* About this task: Please copy everything from "The New York" down to "not previously disclosed." in the article on the Afghan school attacks, substituting "the Afghan capital" for "Kabul".

* Extract:

====================

April 16, 2018
The recent torching of two schools may signal that extremist militants want to kill any hopes of reviving a dead intra-Afghan reconciliation process. While “mainstream” elements of the Taliban have allegedly refrained from targeting schools it is doubtful one will hear public condemnations of the attacks emanating from their leadership anytime soon. Moreover, the attacks raise doubts that anti-government forces are sincerely interested in joining a society that wants to boost female empowerment.
The New York Times on April 15, citing government officials, reported that 26 Afghan security officers were killed and two schools set ablaze. One of the targets was an all-girls high school in Afghan President Ashraf Ghani’s home district, 35 miles outside of Kabul, which was actually attacked on April 11 and, according to the report, it is unclear why the incident was not previously disclosed.

====================

* Extracted records:
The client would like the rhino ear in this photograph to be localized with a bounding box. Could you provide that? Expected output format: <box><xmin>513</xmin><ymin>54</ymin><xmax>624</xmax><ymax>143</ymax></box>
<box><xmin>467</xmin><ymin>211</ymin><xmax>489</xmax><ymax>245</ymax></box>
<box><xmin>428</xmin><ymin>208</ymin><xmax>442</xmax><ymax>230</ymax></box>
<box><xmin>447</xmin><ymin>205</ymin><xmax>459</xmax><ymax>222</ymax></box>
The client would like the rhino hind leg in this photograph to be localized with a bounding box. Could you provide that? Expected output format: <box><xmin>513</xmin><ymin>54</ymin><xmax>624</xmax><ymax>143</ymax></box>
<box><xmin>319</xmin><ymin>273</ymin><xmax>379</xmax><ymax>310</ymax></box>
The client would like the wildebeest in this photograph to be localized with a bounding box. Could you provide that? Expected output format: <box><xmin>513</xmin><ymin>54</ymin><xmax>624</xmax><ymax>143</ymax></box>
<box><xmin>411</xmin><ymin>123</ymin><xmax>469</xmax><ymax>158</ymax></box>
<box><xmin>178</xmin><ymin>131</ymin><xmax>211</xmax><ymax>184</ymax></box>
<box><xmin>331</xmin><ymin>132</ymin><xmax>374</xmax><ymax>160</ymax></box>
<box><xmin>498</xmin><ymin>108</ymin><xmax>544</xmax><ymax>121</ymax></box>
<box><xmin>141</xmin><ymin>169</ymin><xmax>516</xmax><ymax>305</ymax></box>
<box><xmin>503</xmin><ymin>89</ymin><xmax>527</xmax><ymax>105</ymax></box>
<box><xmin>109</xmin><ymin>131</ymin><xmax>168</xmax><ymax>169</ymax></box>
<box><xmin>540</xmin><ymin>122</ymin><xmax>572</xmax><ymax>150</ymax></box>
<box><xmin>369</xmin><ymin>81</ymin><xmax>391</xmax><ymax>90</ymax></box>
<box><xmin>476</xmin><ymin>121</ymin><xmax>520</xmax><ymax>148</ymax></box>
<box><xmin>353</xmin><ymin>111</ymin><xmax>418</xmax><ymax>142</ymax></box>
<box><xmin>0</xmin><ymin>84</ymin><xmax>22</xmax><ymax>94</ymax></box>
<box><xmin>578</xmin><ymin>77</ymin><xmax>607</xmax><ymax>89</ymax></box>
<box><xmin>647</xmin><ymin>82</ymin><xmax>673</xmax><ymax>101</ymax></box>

====================

* Task response:
The New York Times on April 15, citing government officials, reported that 26 Afghan security officers were killed and two schools set ablaze. One of the targets was an all-girls high school in Afghan President Ashraf Ghani’s home district, 35 miles outside of the Afghan capital, which was actually attacked on April 11 and, according to the report, it is unclear why the incident was not previously disclosed.